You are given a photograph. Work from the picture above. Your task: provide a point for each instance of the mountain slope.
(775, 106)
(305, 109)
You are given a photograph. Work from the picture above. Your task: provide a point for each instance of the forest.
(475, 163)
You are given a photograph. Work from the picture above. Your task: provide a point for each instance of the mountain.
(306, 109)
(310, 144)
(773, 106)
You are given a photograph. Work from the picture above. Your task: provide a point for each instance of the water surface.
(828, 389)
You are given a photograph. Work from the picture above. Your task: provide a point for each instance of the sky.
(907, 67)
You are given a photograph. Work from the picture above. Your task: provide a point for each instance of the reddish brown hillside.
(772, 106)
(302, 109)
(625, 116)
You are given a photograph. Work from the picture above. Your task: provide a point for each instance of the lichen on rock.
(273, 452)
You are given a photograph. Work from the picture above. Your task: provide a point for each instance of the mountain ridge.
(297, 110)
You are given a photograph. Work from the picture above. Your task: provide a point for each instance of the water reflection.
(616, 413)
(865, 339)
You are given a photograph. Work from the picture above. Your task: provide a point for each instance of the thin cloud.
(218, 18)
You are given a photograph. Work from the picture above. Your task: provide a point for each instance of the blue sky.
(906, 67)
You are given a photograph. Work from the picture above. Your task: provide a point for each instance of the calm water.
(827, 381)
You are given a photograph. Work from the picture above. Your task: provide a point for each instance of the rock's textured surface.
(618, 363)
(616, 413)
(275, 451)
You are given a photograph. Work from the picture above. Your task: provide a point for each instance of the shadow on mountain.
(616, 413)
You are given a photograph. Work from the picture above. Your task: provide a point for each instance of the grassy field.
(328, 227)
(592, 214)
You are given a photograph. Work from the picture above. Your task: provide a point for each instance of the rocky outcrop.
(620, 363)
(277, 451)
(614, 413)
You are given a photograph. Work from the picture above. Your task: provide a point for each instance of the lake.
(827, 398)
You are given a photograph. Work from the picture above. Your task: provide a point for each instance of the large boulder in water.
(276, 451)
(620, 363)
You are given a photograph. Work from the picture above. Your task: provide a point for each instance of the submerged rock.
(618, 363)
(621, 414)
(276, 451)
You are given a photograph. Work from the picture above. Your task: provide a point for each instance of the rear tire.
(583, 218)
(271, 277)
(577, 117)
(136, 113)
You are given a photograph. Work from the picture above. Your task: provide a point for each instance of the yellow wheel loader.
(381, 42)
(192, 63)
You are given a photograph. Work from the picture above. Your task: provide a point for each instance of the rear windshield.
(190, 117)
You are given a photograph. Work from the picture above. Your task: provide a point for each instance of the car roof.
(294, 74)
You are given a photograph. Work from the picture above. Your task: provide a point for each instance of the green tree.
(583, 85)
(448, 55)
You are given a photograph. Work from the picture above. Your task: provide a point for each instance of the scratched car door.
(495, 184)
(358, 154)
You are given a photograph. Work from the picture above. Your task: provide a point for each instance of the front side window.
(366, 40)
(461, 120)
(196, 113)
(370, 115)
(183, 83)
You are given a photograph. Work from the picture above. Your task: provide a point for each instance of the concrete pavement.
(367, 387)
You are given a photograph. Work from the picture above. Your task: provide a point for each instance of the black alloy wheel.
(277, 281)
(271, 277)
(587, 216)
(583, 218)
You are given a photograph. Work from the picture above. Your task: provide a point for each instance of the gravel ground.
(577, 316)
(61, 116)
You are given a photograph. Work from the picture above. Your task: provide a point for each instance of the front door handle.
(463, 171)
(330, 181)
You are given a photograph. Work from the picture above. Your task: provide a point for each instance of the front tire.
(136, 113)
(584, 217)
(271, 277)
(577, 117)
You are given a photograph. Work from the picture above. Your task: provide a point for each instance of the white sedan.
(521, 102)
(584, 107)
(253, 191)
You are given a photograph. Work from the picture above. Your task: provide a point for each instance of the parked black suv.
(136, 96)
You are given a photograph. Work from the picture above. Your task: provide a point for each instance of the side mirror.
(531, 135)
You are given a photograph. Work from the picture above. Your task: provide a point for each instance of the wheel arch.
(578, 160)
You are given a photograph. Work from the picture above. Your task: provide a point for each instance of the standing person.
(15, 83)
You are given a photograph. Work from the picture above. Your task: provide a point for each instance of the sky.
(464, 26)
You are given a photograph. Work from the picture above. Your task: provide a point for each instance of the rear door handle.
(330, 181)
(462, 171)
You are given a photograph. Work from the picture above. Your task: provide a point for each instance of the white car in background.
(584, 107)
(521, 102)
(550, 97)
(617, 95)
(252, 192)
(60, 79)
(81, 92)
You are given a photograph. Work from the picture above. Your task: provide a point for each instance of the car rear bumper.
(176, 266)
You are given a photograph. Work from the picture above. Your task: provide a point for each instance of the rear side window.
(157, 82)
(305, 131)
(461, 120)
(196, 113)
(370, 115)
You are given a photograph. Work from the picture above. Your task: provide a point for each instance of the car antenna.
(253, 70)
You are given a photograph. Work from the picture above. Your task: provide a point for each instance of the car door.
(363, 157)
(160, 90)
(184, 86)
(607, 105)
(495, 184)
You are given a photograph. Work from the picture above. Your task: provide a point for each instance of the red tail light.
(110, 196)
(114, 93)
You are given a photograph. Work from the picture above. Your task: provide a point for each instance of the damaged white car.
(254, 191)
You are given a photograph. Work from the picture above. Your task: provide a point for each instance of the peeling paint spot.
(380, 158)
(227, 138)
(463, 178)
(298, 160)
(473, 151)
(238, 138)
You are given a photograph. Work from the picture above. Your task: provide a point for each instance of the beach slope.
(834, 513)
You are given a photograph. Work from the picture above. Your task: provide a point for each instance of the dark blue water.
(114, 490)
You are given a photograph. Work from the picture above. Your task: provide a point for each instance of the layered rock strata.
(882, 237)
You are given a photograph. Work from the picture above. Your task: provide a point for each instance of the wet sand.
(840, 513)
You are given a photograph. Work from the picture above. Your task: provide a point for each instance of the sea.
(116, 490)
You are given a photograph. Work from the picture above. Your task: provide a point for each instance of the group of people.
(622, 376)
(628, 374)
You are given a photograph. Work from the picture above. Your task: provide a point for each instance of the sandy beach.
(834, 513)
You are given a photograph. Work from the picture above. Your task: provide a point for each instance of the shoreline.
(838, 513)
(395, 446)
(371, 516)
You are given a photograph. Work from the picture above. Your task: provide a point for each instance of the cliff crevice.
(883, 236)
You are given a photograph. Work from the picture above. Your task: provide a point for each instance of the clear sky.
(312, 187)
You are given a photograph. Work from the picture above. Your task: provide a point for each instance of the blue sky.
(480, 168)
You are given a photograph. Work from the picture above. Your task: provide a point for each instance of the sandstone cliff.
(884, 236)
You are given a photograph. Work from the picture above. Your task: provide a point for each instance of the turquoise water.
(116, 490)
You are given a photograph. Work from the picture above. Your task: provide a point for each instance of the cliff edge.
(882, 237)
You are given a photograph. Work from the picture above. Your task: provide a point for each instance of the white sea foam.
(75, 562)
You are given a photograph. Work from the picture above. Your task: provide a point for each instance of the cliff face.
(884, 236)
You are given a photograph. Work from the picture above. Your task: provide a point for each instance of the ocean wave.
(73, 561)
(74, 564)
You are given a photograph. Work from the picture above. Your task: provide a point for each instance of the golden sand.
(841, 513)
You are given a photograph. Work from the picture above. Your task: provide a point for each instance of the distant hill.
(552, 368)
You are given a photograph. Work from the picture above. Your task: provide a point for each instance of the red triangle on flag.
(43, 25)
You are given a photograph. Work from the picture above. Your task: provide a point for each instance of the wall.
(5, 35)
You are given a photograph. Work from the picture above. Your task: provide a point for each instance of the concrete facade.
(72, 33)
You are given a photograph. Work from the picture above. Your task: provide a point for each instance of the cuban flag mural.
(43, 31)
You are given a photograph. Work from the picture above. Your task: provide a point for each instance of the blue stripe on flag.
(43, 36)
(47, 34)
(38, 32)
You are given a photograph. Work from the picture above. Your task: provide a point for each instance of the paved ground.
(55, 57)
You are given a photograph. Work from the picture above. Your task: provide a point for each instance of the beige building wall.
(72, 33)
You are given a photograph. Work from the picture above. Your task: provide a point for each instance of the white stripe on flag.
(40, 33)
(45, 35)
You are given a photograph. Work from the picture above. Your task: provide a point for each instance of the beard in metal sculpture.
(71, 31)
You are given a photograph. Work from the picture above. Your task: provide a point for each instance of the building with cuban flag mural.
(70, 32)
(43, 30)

• WORK REQUEST: Output nothing but the line containing "in metal sculpture." and each line after it in the entries above, exactly as written.

• RESULT OF THE EXERCISE:
You are given a photograph. Work from the picture above. Your task: provide a point for each instance of the beard in metal sculpture.
(71, 31)
You are given a photograph. Work from the picture above. Your task: provide a point for each instance of the building with cuban flag mural.
(70, 32)
(43, 30)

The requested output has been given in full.